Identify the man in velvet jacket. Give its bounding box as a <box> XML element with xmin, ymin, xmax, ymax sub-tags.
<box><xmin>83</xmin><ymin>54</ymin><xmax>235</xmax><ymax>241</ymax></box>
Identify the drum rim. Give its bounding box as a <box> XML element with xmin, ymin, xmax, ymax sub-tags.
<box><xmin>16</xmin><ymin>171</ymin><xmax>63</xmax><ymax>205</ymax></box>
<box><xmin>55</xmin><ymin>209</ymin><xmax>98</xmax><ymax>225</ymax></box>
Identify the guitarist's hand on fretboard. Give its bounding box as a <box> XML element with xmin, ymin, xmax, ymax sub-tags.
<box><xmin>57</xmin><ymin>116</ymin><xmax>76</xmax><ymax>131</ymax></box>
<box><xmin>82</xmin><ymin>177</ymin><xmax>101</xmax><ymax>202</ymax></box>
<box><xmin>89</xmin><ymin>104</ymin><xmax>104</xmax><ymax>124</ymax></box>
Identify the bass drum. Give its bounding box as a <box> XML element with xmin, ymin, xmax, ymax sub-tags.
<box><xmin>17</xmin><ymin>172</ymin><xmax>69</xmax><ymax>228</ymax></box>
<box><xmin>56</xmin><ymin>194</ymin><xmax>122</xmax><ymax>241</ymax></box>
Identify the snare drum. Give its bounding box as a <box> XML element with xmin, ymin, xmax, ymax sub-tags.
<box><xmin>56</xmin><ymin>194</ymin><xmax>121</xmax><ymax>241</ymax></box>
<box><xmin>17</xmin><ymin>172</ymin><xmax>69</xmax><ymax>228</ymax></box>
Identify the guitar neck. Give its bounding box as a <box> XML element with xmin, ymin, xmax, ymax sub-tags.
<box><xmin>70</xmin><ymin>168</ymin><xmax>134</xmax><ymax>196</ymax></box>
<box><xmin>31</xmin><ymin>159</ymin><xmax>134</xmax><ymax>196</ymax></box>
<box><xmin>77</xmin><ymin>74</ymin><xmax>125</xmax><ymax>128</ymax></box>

--------------------------------------------------

▶ _What the task requires_
Please rewrite every line of the records from the line containing "Identify the guitar neck." through the end of the records, inclusive, shifting each bounding box coordinate up by 106.

▶ _Exercise solution_
Identify the guitar neck. Give its bounding box as a <box> XML element with xmin, ymin, xmax, ymax sub-tags.
<box><xmin>176</xmin><ymin>274</ymin><xmax>240</xmax><ymax>302</ymax></box>
<box><xmin>137</xmin><ymin>265</ymin><xmax>240</xmax><ymax>302</ymax></box>
<box><xmin>183</xmin><ymin>180</ymin><xmax>231</xmax><ymax>234</ymax></box>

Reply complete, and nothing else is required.